• EXERCISE PASSAGE:
The authors also describe qualitative scoring methods, primarily the use of rubrics. The authors describe two different rubric types, holistic, which looks at the quality and proficiency of the writing as a whole, or trait-based, which look at proficiency of certain writing traits. The authors cite Deborah Crusan’s work Dance, ten; looks, three: Why rubrics matter to argue that holistic rubrics are not very good measures for identifying areas of struggle and not good for instructional use. According to the authors the purpose of trait-based rubrics is too “increase objectivity, reliability, validity, and instructional utility of scores.”
Something I found very interesting in this whole description of CBM-W measures and scoring is that qualitative and quantitative scores have very weak correlations.
Method This study included 40 first grade and 10 third grade students (these students were part of a larger sample from another study who took the criterion measure in that study.) Students were given two CBM-W tasks, picture word, in which students are asked to write a sentence for each picture, and story prompt, in which students construct a story based on a prompt. Both tasks were scored using total words written, words spelled correctly, correct word sequences, and correct minus incorrect word sequences. Students were also given the WIAT-3 Spelling and sentence composition sub-tests to measure validity.
Both of the CBM-W tasks in this study were administered three times, November/December, February, and April; the WIAT-3 was administered in May.
For the first grade part of this study the researchers looked at the picture words task and used a rubric that scored each sentence from 0-3 for sentence type, spelling, and grammar. Mechanics was also measured but was from 0-2.

• CHECK YOUR UNDERSTANDING:
• 1. Decide whether each statement below agrees with the CBM-W passage, answering yes or no and quoting the words of the passage that settle it: (a) holistic rubrics judge the writing as a whole; (b) the study included 40 third grade students; (c) the WIAT-3 was given in April.
• 2. List every measure the CBM-W passage says was used to score both CBM-W tasks.
The entries that follow are not needed for either task.

• SOURCE MATERIAL:
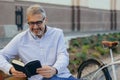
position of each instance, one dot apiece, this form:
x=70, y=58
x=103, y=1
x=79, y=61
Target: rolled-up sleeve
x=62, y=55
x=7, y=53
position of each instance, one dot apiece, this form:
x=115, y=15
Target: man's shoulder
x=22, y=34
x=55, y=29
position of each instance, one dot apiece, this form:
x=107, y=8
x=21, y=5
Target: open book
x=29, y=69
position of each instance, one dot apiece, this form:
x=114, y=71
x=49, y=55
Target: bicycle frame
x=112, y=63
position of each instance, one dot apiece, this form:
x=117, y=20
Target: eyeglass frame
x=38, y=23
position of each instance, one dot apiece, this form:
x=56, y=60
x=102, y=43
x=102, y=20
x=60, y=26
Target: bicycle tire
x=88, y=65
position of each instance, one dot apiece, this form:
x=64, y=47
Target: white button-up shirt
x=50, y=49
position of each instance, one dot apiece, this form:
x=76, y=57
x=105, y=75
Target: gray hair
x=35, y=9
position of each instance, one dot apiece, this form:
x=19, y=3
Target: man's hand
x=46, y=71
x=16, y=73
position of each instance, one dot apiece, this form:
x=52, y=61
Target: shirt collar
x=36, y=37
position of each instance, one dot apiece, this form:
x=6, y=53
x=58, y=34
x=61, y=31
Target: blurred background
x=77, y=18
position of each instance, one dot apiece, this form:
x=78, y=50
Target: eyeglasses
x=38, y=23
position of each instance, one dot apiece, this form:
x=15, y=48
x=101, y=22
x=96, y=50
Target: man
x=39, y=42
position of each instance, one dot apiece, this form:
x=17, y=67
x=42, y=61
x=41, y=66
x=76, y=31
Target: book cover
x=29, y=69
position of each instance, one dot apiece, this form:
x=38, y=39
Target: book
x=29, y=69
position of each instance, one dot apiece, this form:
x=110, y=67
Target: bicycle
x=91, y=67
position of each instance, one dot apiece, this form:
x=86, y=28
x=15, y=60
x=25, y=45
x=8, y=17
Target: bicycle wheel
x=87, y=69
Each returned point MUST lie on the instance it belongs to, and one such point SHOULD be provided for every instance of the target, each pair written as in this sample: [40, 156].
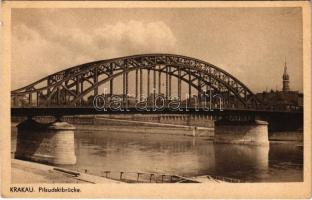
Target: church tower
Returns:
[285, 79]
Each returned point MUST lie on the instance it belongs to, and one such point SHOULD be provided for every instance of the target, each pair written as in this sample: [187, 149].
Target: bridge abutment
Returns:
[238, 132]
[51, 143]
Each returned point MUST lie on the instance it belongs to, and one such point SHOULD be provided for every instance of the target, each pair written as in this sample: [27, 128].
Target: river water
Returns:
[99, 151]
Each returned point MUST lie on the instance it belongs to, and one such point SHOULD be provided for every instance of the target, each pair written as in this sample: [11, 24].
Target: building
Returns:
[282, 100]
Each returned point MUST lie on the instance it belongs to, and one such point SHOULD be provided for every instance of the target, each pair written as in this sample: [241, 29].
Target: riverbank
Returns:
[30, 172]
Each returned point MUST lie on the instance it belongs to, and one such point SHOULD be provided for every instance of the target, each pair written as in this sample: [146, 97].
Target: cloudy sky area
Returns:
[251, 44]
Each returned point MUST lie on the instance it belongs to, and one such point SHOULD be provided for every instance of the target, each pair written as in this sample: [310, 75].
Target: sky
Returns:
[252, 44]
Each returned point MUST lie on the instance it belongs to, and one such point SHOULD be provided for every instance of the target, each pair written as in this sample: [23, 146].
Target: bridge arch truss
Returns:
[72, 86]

• ANSWERS BY TASK:
• 1.
(a) Yes: "holistic, which looks at the quality and proficiency of the writing as a whole"
(b) No: "40 first grade and 10 third grade students"
(c) No: "the WIAT-3 was administered in May."

• 2.
- Total words written
- Words spelled correctly
- Correct word sequences
- Correct minus incorrect word sequences